#### TEXT PROVIDED

Samsung Electronics Co and its vice chairman Lee Jae-yong, at the helm while his father, Lee Kun-hee, is in hospital, are facing rising pressure from investors for broad change at South Korea’s most valuable company.
Samsung executives and Elliott Management Corp have been talking with investors in the US and South Korea to sound out opinions on the activist investor’s proposals to overhaul the Suwon, South Korea-based technology giant, people familiar with the matter said.
Shareholders are voicing dissatisfaction with the “status quo” after Samsung’s smartphone battery crisis that will cost at least US$6 billion and has seen its offices raided twice as part of a widening political scandal in the nation.
Elliott, led by billionaire Paul Elliott Singer, has proposed that Samsung Electronics improve its corporate governance by adding three independent board members, list shares on a US exchange, pay shareholders a special dividend of 30 trillion won (US$25.63 billion) and separate into an operating company and a holding company. Investors are beginning to express support for Elliott’s ideas not just in private meetings, but also in public.
“We agree with Elliott’s proposals,” said Daniel O’Keefe, managing director of Artisan Partners and co-founder of the Artisan Global Value Team.
“We think Samsung in its current structure faces certain existential threats. Its governance, board and management structure is not well-suited to the rapidly changing and highly competitive technology industry. Its board of directors has no truly independent members with experience in global operations, technology and capital allocation,” he said.
Samsung, which has said it plans to respond to Elliott’s proposals by the end of this month, declined to comment for this story.
Artisan holds more than 1 million Samsung Electronics shares and has owned stock in the company for more than a decade, according to data compiled by Bloomberg.
The Milwaukee-based company said Samsung’s recent missteps, including the fire-prone Note 7 smartphone that was pulled from the market last month, demonstrate that the company needs change to compete with Apple Inc, Google parent Alphabet Inc and other rivals.

########

[ACTION ITEM]: According to the article on Samsung, what amount of special dividend did Elliott propose that Samsung Electronics pay shareholders? The records are not required for completing this exercise.

#### PROVIDED INFORMATION

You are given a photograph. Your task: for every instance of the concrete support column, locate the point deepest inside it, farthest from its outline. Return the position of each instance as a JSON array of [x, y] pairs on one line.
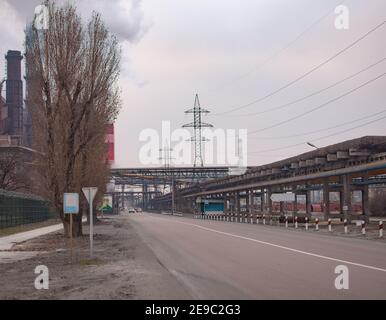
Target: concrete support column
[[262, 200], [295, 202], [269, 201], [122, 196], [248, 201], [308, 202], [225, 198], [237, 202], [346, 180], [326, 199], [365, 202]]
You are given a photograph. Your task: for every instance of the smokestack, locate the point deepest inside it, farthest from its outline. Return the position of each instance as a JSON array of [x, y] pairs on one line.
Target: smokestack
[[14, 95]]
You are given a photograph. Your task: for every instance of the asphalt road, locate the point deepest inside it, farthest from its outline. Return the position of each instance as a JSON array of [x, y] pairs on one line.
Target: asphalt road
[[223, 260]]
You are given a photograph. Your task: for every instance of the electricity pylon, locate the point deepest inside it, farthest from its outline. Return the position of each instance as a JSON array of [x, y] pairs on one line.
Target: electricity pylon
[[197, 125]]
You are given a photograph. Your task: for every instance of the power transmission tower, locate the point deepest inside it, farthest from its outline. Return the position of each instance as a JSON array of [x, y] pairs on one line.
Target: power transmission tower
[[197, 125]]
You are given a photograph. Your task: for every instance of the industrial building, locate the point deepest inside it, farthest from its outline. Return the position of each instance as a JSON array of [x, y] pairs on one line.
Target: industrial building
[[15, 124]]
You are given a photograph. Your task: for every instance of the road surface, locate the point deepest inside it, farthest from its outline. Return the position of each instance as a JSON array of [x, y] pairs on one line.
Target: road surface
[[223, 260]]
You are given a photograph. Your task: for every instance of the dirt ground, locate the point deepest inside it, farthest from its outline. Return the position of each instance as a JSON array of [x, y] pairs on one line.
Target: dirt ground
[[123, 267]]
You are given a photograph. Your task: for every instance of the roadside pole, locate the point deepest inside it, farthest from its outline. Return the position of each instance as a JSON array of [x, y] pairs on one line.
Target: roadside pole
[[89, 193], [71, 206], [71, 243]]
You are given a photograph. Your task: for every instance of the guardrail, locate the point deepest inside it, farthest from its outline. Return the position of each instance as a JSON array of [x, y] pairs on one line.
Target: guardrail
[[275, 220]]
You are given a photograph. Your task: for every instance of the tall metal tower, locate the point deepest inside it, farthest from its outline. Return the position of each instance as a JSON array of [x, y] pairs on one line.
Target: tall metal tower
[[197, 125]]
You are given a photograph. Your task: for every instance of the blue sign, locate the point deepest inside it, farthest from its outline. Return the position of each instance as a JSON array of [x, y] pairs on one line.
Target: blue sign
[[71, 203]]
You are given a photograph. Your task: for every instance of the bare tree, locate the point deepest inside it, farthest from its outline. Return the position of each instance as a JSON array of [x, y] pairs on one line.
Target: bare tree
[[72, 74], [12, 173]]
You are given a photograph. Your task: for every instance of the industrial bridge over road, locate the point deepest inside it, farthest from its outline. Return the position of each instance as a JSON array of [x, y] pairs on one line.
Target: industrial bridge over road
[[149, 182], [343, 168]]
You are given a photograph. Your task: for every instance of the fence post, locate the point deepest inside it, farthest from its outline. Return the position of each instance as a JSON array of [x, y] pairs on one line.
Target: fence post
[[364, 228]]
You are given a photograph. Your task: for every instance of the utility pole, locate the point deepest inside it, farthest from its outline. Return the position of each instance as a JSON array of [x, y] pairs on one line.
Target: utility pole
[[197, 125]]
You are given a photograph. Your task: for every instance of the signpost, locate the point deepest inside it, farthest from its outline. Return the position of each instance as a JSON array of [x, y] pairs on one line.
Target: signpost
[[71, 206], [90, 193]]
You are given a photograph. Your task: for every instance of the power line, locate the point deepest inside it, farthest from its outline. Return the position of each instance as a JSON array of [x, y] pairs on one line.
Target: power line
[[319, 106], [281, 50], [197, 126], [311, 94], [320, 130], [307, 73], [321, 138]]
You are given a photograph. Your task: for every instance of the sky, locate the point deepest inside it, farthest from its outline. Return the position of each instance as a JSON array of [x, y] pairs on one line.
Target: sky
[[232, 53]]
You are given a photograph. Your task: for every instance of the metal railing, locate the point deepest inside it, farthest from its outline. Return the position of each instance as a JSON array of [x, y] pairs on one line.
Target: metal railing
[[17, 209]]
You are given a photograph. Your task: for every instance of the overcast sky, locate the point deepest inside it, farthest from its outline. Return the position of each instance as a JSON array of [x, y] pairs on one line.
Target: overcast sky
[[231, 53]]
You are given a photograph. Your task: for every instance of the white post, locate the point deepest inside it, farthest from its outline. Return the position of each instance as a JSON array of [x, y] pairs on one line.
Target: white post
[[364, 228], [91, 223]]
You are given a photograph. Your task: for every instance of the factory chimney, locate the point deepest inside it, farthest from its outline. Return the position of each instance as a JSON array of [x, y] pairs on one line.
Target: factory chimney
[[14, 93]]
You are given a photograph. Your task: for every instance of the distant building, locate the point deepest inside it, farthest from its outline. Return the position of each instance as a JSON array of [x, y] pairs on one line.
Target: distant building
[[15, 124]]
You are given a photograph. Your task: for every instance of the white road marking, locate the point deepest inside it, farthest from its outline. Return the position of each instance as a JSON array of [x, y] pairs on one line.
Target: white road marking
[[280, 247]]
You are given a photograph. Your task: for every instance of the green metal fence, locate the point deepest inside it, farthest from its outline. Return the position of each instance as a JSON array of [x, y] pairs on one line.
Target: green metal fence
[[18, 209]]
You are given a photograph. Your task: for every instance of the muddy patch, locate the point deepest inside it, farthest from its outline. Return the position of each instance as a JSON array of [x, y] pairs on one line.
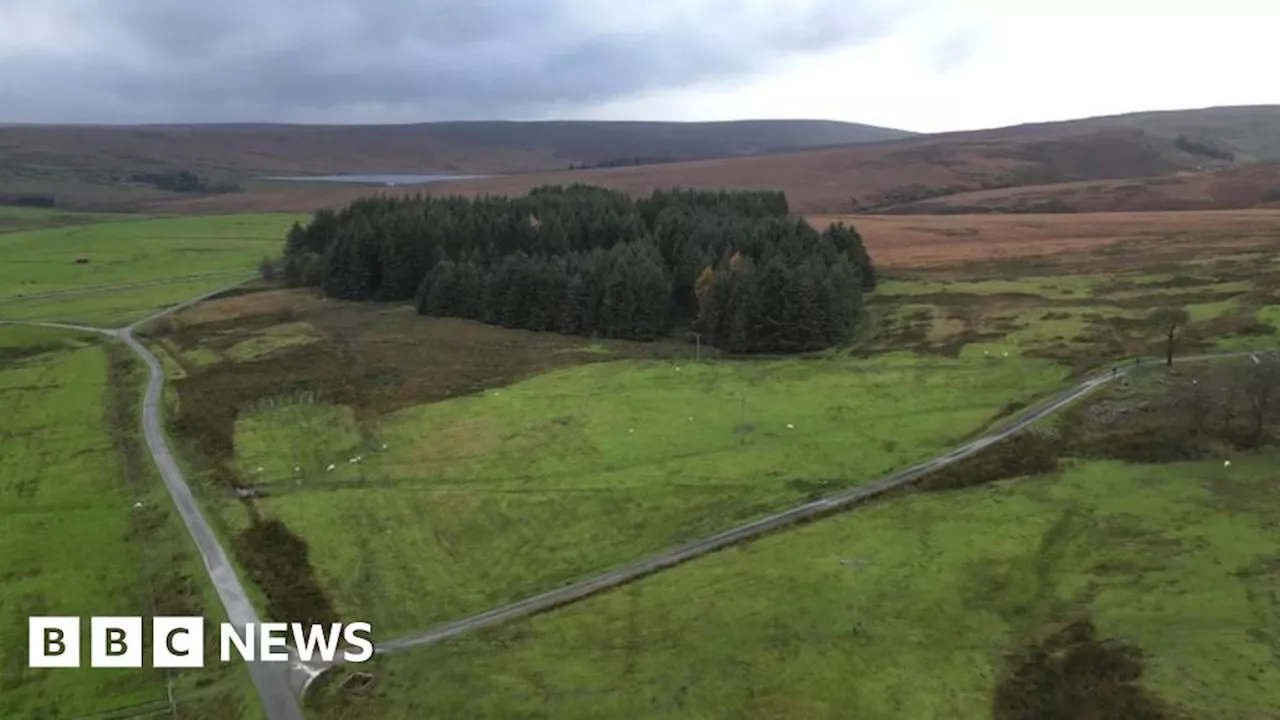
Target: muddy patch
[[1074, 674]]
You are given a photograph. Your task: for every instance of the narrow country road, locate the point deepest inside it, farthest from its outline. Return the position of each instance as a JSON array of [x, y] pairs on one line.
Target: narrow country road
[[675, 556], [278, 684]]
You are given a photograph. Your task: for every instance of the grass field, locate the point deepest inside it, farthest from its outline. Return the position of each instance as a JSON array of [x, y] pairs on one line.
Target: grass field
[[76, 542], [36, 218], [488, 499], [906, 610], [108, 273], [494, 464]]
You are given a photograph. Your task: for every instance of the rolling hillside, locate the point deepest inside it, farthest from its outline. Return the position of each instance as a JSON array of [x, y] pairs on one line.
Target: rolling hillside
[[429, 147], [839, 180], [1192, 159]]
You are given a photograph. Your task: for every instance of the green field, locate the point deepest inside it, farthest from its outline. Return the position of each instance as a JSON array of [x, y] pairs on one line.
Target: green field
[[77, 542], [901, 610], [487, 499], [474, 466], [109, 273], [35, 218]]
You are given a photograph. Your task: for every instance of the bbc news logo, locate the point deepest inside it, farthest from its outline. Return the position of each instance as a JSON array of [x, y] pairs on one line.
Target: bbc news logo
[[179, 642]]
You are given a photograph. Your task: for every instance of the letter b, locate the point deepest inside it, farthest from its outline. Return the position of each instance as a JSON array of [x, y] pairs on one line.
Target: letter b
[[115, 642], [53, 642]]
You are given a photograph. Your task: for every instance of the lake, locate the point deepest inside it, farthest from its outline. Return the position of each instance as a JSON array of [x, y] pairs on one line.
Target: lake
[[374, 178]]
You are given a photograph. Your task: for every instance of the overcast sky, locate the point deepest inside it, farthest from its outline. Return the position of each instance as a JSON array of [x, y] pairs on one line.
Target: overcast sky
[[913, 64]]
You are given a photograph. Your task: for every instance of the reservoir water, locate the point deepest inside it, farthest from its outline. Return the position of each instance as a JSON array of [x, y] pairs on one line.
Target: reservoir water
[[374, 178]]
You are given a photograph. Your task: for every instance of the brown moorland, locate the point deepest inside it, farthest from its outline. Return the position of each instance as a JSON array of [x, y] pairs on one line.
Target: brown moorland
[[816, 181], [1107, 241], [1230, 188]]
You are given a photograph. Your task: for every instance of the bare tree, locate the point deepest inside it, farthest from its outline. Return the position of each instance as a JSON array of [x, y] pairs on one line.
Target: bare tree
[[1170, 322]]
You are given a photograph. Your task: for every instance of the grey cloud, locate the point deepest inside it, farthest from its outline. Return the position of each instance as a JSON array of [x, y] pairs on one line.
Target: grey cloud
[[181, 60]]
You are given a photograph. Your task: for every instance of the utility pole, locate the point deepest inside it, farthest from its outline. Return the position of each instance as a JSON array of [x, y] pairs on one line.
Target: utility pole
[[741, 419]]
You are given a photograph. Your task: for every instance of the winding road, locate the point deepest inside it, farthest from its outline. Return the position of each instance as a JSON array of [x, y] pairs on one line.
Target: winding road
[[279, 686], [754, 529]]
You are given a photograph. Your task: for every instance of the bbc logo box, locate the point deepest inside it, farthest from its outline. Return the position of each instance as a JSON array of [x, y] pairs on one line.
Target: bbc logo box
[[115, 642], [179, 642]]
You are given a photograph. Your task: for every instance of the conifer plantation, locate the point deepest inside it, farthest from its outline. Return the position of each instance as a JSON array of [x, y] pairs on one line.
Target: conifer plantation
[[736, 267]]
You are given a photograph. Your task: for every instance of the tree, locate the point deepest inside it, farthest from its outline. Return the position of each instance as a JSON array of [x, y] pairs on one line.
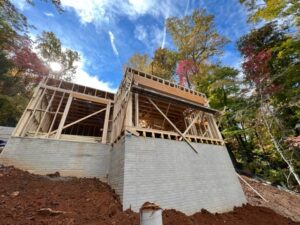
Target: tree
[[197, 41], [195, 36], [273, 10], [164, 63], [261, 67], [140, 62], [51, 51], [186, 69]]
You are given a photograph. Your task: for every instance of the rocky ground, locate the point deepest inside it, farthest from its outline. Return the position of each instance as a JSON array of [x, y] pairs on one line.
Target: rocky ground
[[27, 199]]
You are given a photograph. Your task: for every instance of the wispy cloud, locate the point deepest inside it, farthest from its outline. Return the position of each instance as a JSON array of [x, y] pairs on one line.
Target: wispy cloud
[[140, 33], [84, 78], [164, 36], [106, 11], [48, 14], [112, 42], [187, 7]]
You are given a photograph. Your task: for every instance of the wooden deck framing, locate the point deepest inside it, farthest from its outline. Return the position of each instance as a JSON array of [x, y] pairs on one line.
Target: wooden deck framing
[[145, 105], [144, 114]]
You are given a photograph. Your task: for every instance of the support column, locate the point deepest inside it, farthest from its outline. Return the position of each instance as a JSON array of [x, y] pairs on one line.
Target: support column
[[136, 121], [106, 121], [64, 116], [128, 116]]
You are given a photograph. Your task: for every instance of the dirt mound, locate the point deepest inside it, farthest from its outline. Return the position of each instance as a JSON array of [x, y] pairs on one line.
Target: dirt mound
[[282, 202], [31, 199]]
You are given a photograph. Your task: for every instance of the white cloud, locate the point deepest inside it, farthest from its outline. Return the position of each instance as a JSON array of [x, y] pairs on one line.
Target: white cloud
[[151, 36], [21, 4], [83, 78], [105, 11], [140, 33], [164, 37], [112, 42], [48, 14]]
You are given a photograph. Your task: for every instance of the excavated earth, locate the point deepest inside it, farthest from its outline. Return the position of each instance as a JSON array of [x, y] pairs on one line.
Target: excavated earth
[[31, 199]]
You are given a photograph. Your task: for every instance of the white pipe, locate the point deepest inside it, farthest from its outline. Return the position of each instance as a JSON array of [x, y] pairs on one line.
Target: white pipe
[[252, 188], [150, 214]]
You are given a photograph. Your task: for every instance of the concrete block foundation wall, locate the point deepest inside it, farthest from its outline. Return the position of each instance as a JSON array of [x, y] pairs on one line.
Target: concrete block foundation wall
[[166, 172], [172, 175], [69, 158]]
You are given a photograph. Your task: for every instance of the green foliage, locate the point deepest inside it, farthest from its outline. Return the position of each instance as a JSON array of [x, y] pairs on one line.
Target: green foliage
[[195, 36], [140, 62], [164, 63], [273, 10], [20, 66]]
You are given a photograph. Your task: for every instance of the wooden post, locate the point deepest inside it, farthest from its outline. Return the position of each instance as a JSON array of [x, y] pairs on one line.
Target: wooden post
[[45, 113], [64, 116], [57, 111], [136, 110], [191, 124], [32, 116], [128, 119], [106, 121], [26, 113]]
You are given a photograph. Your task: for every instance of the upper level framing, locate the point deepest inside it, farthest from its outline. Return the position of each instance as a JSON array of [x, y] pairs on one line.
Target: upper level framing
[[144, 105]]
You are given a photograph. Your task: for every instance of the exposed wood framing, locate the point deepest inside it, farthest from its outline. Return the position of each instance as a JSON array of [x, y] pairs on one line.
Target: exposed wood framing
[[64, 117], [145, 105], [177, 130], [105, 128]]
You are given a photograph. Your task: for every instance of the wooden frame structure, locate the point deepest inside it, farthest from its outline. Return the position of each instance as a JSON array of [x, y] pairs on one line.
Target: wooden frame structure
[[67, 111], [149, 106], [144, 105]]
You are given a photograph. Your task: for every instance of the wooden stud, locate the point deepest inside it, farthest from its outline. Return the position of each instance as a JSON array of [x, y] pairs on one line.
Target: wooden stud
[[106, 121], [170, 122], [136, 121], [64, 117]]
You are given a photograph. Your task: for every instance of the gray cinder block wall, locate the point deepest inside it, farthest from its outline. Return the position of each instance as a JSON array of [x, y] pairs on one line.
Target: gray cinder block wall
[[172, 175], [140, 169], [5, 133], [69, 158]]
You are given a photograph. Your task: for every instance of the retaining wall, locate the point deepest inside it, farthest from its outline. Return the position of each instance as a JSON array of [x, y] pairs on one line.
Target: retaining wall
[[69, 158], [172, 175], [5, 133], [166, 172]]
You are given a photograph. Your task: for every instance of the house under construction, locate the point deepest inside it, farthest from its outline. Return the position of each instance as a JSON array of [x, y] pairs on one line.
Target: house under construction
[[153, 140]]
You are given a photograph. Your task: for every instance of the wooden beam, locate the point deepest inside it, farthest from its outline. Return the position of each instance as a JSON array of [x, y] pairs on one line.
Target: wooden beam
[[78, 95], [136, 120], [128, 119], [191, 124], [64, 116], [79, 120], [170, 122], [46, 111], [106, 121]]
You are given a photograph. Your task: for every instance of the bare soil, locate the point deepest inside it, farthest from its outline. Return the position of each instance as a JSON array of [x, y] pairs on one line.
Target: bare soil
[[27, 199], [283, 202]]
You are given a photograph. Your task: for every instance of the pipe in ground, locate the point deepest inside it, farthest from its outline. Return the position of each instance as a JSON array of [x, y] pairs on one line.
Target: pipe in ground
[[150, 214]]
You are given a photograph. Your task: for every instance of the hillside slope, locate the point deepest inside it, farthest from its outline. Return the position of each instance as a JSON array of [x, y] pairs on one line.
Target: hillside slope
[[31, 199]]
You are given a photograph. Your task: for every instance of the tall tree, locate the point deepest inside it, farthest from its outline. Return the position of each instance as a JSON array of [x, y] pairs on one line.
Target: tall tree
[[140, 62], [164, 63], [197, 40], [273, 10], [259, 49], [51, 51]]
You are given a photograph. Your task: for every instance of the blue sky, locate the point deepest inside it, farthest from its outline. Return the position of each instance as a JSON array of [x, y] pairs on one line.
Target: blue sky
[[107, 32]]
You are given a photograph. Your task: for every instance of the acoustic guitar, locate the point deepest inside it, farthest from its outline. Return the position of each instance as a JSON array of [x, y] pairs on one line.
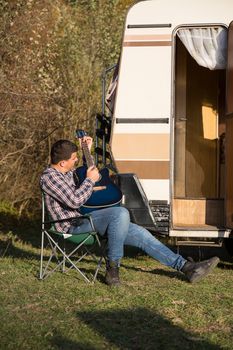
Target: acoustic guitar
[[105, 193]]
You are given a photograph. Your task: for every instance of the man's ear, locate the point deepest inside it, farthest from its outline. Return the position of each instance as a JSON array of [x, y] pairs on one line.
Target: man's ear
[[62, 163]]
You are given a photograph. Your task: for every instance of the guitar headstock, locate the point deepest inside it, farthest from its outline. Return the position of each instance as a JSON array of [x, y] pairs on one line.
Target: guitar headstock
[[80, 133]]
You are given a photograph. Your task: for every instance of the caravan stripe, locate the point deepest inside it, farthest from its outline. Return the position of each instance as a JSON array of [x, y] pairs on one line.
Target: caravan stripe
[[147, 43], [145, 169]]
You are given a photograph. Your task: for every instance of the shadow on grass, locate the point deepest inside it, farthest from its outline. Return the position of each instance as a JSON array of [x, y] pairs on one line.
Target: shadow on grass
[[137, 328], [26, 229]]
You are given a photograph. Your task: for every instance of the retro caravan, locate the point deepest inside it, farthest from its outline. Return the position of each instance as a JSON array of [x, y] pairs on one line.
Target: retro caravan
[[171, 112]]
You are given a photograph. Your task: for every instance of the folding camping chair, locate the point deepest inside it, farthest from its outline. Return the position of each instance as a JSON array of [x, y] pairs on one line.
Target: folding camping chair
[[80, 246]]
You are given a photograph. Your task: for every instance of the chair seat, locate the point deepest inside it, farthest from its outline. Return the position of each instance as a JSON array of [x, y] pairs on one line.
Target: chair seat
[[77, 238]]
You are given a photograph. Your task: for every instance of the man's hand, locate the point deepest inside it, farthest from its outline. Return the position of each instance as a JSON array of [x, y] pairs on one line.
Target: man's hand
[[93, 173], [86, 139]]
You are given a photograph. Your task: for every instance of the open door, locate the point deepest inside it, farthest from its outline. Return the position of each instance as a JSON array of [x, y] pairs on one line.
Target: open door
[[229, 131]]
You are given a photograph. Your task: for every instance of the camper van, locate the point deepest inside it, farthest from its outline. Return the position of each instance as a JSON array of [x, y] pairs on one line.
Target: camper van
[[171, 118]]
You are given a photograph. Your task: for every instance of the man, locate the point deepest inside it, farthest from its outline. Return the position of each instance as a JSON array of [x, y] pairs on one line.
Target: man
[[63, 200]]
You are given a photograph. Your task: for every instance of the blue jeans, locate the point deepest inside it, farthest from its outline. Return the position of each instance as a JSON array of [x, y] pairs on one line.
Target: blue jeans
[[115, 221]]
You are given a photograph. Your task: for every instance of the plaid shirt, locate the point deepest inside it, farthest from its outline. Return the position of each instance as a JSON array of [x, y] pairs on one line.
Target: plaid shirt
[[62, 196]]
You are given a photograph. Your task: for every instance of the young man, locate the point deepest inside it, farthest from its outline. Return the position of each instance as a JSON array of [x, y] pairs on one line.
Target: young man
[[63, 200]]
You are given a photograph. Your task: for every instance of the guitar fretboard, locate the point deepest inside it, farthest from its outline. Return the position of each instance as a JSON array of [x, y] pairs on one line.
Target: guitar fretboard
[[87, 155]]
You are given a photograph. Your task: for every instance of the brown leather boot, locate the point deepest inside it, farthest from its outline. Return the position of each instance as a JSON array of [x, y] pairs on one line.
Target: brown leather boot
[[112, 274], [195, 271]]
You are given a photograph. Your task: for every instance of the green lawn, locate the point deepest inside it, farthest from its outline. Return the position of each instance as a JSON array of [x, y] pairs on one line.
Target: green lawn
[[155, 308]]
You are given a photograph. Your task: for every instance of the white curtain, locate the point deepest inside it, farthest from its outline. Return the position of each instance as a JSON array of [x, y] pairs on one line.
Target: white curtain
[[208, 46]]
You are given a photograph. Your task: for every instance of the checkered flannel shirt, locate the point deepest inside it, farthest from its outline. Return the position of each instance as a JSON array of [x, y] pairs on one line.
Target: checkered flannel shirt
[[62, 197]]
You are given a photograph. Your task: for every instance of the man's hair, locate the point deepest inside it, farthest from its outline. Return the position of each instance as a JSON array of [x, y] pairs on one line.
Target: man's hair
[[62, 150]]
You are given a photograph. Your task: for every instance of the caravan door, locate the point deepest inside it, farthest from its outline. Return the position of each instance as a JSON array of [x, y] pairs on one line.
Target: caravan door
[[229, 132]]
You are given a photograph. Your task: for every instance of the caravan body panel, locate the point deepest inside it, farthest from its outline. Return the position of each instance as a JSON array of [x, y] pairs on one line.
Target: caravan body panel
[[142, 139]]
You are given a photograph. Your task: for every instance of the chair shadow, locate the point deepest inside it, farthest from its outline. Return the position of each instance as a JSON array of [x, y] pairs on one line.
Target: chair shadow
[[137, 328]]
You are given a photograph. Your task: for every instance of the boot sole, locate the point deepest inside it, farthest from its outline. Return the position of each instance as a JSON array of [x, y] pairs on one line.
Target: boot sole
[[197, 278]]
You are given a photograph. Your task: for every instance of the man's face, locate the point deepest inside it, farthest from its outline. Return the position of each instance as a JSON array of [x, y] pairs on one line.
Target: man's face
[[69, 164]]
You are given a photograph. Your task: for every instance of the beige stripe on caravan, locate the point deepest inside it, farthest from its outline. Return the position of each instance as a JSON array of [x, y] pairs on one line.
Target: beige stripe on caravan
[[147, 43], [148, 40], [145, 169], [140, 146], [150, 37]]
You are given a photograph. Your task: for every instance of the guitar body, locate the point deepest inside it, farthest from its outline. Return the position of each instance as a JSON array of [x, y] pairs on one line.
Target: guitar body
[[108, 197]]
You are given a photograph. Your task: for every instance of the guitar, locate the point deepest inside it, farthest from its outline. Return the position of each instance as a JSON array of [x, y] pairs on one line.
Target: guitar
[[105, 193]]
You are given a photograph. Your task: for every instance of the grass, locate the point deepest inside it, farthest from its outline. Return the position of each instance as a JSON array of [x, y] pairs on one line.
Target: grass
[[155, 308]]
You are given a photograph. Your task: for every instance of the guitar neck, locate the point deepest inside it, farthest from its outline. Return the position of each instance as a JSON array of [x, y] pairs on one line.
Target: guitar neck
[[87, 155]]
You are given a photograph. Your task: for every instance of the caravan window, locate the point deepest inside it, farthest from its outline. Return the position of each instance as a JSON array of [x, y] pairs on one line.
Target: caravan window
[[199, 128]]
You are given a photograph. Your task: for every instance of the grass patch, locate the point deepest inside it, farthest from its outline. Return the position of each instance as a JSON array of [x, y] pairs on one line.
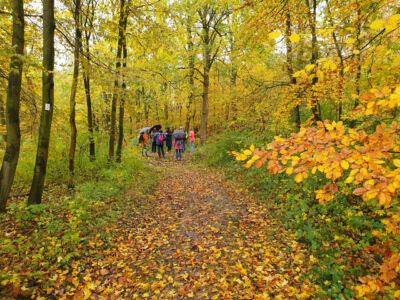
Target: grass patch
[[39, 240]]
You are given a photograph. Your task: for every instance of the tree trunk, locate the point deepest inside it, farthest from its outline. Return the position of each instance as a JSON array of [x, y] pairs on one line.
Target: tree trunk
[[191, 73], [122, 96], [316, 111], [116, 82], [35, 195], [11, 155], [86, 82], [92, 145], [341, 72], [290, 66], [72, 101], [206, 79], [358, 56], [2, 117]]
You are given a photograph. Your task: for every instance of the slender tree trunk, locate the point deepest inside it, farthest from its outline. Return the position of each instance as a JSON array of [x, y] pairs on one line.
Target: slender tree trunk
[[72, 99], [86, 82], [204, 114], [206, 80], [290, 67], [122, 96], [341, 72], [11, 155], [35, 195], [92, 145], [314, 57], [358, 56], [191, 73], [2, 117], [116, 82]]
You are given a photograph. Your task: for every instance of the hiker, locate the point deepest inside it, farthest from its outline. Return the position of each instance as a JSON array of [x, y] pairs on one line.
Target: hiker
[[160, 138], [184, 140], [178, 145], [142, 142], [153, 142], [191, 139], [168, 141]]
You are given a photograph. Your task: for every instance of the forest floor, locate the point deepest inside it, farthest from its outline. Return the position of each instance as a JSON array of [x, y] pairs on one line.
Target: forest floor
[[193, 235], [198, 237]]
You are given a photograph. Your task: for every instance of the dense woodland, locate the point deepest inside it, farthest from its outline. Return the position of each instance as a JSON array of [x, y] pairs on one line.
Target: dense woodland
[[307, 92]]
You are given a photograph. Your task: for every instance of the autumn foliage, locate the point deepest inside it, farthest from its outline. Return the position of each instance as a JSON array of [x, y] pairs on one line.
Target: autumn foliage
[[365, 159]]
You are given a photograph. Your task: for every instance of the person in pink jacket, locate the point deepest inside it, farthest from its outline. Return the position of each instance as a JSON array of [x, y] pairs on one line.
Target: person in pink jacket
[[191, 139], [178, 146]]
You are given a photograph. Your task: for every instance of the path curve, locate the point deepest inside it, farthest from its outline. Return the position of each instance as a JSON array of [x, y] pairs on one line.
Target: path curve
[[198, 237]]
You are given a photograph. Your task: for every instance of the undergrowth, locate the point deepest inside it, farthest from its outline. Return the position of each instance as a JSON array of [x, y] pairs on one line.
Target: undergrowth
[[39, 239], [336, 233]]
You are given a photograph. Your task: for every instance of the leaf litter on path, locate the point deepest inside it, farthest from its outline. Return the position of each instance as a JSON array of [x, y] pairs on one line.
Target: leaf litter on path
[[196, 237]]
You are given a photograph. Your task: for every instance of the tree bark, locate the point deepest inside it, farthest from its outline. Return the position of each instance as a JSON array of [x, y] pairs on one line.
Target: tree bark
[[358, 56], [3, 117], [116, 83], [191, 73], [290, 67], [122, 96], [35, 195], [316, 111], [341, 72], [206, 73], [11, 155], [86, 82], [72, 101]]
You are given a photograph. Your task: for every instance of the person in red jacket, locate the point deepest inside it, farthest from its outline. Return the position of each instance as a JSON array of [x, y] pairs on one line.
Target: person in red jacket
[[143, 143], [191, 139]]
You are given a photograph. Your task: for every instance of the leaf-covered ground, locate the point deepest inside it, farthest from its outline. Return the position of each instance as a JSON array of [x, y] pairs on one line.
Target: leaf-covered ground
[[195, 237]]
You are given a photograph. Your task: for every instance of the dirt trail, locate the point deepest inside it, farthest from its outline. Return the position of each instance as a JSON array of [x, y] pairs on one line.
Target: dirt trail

########

[ANSWER AREA]: 30 trillion won (US$25.63 billion)